(Collected data entries)
+---+

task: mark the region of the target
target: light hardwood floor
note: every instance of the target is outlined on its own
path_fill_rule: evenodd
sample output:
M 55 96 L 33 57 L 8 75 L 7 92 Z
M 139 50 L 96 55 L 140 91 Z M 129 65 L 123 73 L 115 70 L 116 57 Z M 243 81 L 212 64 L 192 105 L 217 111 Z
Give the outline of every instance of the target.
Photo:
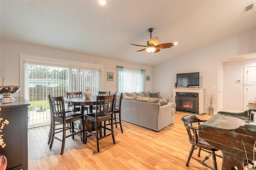
M 29 170 L 209 170 L 191 159 L 185 163 L 191 145 L 181 117 L 188 114 L 176 112 L 173 125 L 156 132 L 122 122 L 124 133 L 115 127 L 116 143 L 111 136 L 100 140 L 97 152 L 95 137 L 83 144 L 78 136 L 67 138 L 64 153 L 60 154 L 61 143 L 47 144 L 49 126 L 28 130 Z M 208 115 L 198 116 L 208 119 Z M 193 155 L 197 157 L 196 153 Z M 202 152 L 201 158 L 206 154 Z M 218 154 L 221 154 L 218 151 Z M 222 160 L 217 157 L 218 169 Z M 212 166 L 212 158 L 206 162 Z

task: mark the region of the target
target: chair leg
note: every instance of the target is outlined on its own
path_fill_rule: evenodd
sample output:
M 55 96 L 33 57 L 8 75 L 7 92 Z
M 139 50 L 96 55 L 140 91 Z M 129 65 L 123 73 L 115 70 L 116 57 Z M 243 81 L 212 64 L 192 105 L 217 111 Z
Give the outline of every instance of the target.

+---+

- Problem details:
Print all of the records above verbatim, line for line, and leave out the pictures.

- Task solution:
task: mark the region of the target
target: light hardwood floor
note: every instance of the target is outlined on its own
path_fill_rule: evenodd
sample output:
M 55 96 L 33 57 L 8 75 L 7 92 Z
M 139 50 L 96 55 L 140 91 Z M 129 65 L 123 73 L 115 70 L 116 57 Z M 243 81 L 212 64 L 192 105 L 217 111 Z
Give the outline of every instance of the target.
Photo:
M 29 170 L 209 170 L 191 159 L 185 163 L 191 145 L 181 117 L 188 114 L 176 112 L 173 125 L 156 132 L 122 122 L 124 133 L 115 127 L 116 143 L 111 136 L 100 140 L 97 152 L 95 137 L 83 144 L 78 136 L 67 138 L 64 153 L 60 154 L 61 143 L 47 144 L 49 126 L 28 130 Z M 208 115 L 198 116 L 208 119 Z M 193 155 L 197 157 L 196 153 Z M 202 152 L 201 158 L 206 154 Z M 218 154 L 221 154 L 218 151 Z M 222 160 L 217 157 L 218 169 Z M 212 166 L 212 158 L 206 162 Z

task: mark the region of the target
target: chair leg
note: every instance of the target is outlined on its own
path_fill_rule: evenodd
sample output:
M 55 96 L 33 57 L 8 75 L 7 92 Z
M 139 50 L 96 55 L 140 91 Z M 129 65 L 123 73 L 115 70 L 116 57 Z M 243 81 L 212 64 L 192 105 L 217 111 Z
Give the outline of every instance of the target.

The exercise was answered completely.